Required action -> An exact transcription of all the data is required, with every image removed.

─── Given information

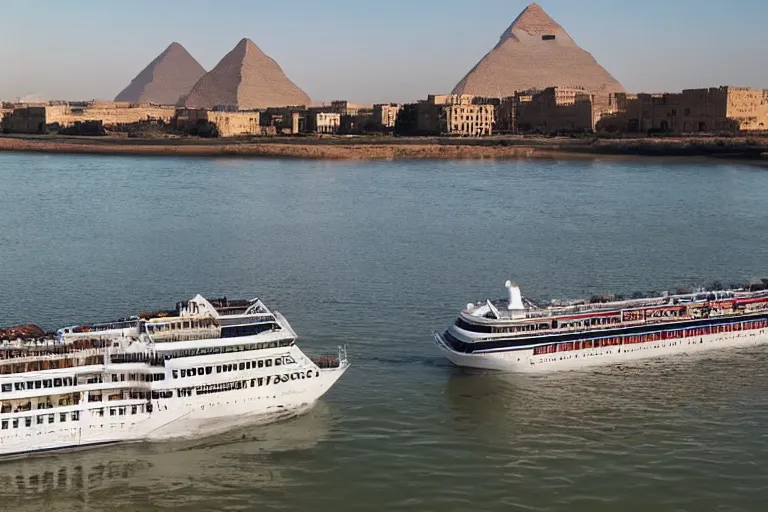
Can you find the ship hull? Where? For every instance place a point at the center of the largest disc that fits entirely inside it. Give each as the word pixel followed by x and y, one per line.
pixel 524 361
pixel 195 416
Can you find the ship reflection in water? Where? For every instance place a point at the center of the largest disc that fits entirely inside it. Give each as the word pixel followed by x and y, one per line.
pixel 148 473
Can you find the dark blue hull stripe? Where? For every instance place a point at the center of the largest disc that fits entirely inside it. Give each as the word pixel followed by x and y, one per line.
pixel 520 342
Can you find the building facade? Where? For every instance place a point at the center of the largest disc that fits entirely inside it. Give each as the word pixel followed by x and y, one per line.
pixel 25 120
pixel 385 115
pixel 320 121
pixel 715 110
pixel 554 110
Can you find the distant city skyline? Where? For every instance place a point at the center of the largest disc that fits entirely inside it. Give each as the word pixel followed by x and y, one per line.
pixel 371 52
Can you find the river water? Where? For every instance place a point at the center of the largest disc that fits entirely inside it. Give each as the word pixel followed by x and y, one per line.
pixel 374 256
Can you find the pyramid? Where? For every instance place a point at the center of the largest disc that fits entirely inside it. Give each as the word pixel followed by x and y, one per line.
pixel 246 78
pixel 167 78
pixel 535 53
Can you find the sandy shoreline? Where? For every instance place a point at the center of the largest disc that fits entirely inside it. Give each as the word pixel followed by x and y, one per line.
pixel 746 150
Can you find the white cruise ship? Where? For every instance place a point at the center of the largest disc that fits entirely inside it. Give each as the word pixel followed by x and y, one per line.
pixel 206 367
pixel 520 336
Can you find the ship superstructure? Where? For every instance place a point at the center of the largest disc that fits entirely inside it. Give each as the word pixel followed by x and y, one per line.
pixel 204 367
pixel 519 335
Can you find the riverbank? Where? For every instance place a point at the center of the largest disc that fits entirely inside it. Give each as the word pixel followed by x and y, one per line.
pixel 753 150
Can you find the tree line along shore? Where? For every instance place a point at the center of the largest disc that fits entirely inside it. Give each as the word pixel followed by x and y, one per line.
pixel 391 148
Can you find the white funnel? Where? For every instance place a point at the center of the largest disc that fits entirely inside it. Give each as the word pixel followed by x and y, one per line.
pixel 515 297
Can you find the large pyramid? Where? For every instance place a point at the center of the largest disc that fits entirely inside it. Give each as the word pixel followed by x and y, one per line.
pixel 535 53
pixel 246 78
pixel 166 79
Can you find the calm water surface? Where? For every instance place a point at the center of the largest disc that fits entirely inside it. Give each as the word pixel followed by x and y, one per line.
pixel 375 255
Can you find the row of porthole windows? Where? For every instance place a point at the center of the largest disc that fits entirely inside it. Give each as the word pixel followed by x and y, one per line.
pixel 41 419
pixel 247 365
pixel 258 381
pixel 140 377
pixel 37 384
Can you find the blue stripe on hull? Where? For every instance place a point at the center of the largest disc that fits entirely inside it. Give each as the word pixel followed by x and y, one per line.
pixel 526 342
pixel 73 447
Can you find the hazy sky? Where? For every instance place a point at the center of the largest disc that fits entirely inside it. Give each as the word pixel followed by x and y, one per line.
pixel 370 50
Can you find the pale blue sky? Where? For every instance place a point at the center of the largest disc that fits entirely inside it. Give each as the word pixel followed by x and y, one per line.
pixel 371 51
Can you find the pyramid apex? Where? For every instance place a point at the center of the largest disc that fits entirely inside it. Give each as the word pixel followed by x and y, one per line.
pixel 169 76
pixel 534 20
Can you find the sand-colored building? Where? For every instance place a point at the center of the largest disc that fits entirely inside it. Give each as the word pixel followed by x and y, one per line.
pixel 228 124
pixel 321 121
pixel 27 119
pixel 284 120
pixel 385 115
pixel 451 114
pixel 553 110
pixel 715 110
pixel 110 113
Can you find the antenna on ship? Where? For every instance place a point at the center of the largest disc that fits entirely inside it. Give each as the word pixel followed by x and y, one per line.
pixel 515 297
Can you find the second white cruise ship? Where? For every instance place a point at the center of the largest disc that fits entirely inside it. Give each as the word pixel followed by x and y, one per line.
pixel 205 367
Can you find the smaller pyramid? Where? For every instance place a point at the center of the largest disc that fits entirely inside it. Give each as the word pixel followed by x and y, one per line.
pixel 166 79
pixel 246 78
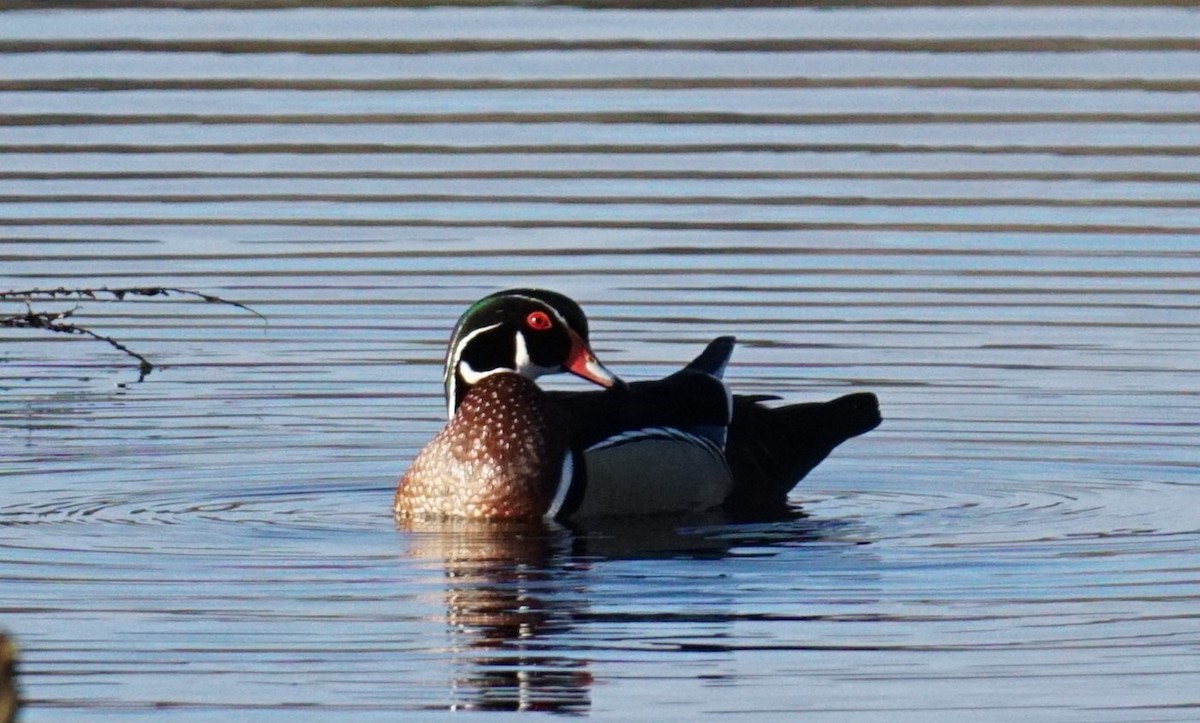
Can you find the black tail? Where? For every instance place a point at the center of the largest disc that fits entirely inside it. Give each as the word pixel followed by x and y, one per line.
pixel 714 358
pixel 771 449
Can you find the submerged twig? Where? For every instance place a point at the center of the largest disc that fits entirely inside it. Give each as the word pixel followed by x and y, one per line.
pixel 118 294
pixel 58 321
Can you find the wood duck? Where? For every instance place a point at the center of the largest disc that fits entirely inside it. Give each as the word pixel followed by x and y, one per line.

──────

Result of this exercise ->
Can you find the ship hull? Where? For every instance place a point at the center of the largest disc that fits entirely inside it. Give each as the word pixel followed by x and y, one per line.
pixel 524 361
pixel 195 416
Can you find the ship reflection in water? Where? For every instance place a point at the center of the largest disc that fits entirely inside it. Give each as the word pixel followed by x and y, one per line.
pixel 148 473
Can you find the dark blue hull stripe? Where? For every instance place a point at the center of the largest disc that fits entirely inside it. Give each as the word pixel followed by x and y, one per line.
pixel 520 342
Can you find the building facade? Where? For every instance place a point at the center of the largest disc that fits entirely inside it. Give each as the word pixel followed by x and y, one per line.
pixel 25 120
pixel 385 115
pixel 320 121
pixel 715 110
pixel 554 110
Can you find the distant city skyline? Where? For every instance place a point at the center of the largest disc that fits entirely inside it. Give each as the word pixel followed by x and y, one per line.
pixel 371 52
Can you find the river water? Where? For every instance place a point at the center of the largest disc that fits entirely inside it. Give each as the word pixel followed by x and y, one per line.
pixel 374 256
Can you find the pyramid? Where? For every instance place a point at the center of the largest disc that fits entirely inside it. Give each as the word pixel followed by x and y, one per line.
pixel 246 78
pixel 167 78
pixel 535 53
Can you find the sandy shoreline? Where? For every instance place a point at the center of the largest disc that fits entirely inside it. Give each as the word pixel followed by x and y, one per line.
pixel 746 150
Can you find the white cruise ship? Where? For every instance place a point at the center of the largest disc that fits entirely inside it. Give each as the word pixel followed by x and y, one per line.
pixel 206 367
pixel 520 336
Can you find the ship superstructure? Where? For every instance place a point at the center of the largest disc that fits entirely inside it. Give each as the word pixel followed by x and y, one per line.
pixel 204 367
pixel 519 335
Can you find the riverbank? Where? For every instance place a point at the center of the largest disc that fits entirely inside it. Give each as the word pixel followed by x and y, one per line.
pixel 753 150
Can you find the tree line along shore? Where? For every instance place a point at the center of the largest disc that fits entirely inside it. Give each as the word pixel followed by x and y, one per line.
pixel 391 148
Can you find the white funnel? Where? For every instance place a point at the center of the largest disc that fits entirely inside it. Give each as the word pixel followed by x and y, one per line.
pixel 515 297
Can you find the large pyramid? Where? For every instance place a point at the center of the largest disc that fits entirely inside it. Give each as the word pixel followed by x and y, one per line.
pixel 535 53
pixel 246 78
pixel 166 79
Can you find the calm water surface? Where? For every instance place a point at the center of the largest disc that fits entirely inside it. Give each as the word pixel followed by x and y, one per line.
pixel 375 255
Can you find the row of porthole windows? Where? For every instance place a point at the center of the largest disc that fits entirely inside it. Give each as the word pixel followed by x and y, one per line.
pixel 41 419
pixel 247 365
pixel 258 381
pixel 140 377
pixel 37 384
Can you find the blue stripe on hull? Where? For every instance place a point at the center of the largest disc that fits entirely inside it. Give each as the word pixel followed by x and y, one per line.
pixel 526 342
pixel 73 447
Can you find the hazy sky? Where? For every instance place a point at the center of the largest disc that fits entirely inside it. Give each as the word pixel followed by x and y, one per line.
pixel 370 50
Can you find the pale blue sky? Where? For every instance place a point at the center of the largest disc that fits entirely inside it. Give each as the word pixel followed by x and y, one per line.
pixel 371 51
Can you find the pyramid apex? Where? For every instance place a point at the center of the largest disc that fits entirely inside it. Give each as the word pixel followed by x and y, one per line.
pixel 169 76
pixel 534 20
Can you find the sand-colored building? Where? For every instance place a point at the center of the largest disc that fits entirely inside it. Give each as the word pixel followed by x and y, one per line.
pixel 228 124
pixel 321 121
pixel 27 119
pixel 284 120
pixel 385 115
pixel 451 114
pixel 553 110
pixel 715 110
pixel 110 113
Can you find the antenna on ship? Where? For every instance place a point at the center of the largest disc that fits entirely inside it. Give each as the word pixel followed by x and y, one per line.
pixel 515 297
Can you find the second white cruise ship? Where? For every instance place a point at the center of the largest disc that fits entirely inside it. Give each as the word pixel followed by x and y, one per line.
pixel 205 367
Can you find the smaller pyramid? Where? For every instance place a point at the center of the largest disc that fits entirely inside it. Give each as the word pixel followed by x and y, one per line.
pixel 166 79
pixel 246 78
Can you find the black tail? Where? For every instance place a point at the center of the largest disc that fits entirely inside it. Give each as the word pixel followed by x and y, one per line.
pixel 714 358
pixel 771 449
Can you find the submerged twig? Where? For every instance place a point at the center of the largest disc that fits entirely inside it. Give each as the word pixel followed by x and y, one per line.
pixel 118 294
pixel 58 321
Can you find the wood duck? Where? For every instance place a point at the center of the largest disc that fits entirely inside it. Give each as the word pixel followed by x and y, one per line.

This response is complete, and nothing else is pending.